*** DATA FOR THIS EXERCISE ***

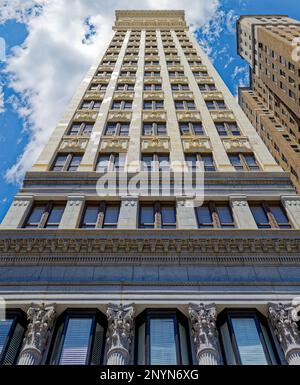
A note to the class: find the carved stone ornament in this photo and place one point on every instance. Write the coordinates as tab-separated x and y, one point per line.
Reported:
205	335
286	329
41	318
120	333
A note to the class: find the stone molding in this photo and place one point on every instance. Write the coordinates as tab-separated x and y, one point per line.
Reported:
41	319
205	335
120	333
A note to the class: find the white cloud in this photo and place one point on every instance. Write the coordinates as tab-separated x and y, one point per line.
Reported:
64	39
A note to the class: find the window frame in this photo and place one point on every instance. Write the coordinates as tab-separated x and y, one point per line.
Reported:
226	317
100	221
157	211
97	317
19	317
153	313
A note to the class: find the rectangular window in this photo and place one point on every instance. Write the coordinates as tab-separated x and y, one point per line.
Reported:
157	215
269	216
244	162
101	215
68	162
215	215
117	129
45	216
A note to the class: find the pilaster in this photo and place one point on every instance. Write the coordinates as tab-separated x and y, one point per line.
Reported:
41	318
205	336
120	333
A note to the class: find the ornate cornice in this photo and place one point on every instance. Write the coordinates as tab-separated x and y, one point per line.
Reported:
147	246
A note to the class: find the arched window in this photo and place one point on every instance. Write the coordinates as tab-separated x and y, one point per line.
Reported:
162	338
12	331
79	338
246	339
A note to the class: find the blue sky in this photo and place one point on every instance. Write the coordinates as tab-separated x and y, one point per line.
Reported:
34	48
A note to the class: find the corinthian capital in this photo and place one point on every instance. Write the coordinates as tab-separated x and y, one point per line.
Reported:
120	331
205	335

***
*** DATA FOR THIS EXERCISE ***

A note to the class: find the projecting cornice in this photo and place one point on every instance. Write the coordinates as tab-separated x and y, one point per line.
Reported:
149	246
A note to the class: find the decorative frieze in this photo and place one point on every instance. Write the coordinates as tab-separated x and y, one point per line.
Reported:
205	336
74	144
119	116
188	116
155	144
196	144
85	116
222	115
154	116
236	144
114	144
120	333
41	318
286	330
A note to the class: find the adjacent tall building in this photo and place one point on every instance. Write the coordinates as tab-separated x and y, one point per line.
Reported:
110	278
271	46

***
*** DATA FOR THIS EXERCISE ***

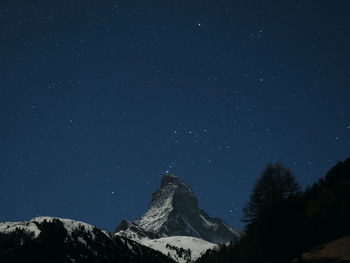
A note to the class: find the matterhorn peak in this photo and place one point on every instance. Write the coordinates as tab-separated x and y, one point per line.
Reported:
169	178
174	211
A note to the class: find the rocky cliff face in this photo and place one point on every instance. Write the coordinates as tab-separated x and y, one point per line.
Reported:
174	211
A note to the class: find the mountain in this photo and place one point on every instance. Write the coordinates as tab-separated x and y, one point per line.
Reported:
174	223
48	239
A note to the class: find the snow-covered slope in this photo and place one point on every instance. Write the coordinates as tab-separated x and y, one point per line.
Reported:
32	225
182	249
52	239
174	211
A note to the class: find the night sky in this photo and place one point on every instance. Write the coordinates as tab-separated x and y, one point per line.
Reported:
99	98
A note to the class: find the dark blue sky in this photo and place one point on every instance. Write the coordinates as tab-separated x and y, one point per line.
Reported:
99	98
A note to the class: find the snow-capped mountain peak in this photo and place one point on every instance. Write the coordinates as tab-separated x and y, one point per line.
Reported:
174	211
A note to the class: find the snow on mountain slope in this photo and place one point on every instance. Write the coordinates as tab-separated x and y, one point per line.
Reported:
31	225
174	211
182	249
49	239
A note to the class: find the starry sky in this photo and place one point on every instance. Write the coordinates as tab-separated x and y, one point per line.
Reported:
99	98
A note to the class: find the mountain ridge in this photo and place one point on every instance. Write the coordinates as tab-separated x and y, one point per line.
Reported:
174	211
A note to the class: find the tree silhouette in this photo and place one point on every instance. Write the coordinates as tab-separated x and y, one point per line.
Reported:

***

Count lines above containing "snow" and report only the total.

> [SOLUTION FOR THIS PROBLEM] 3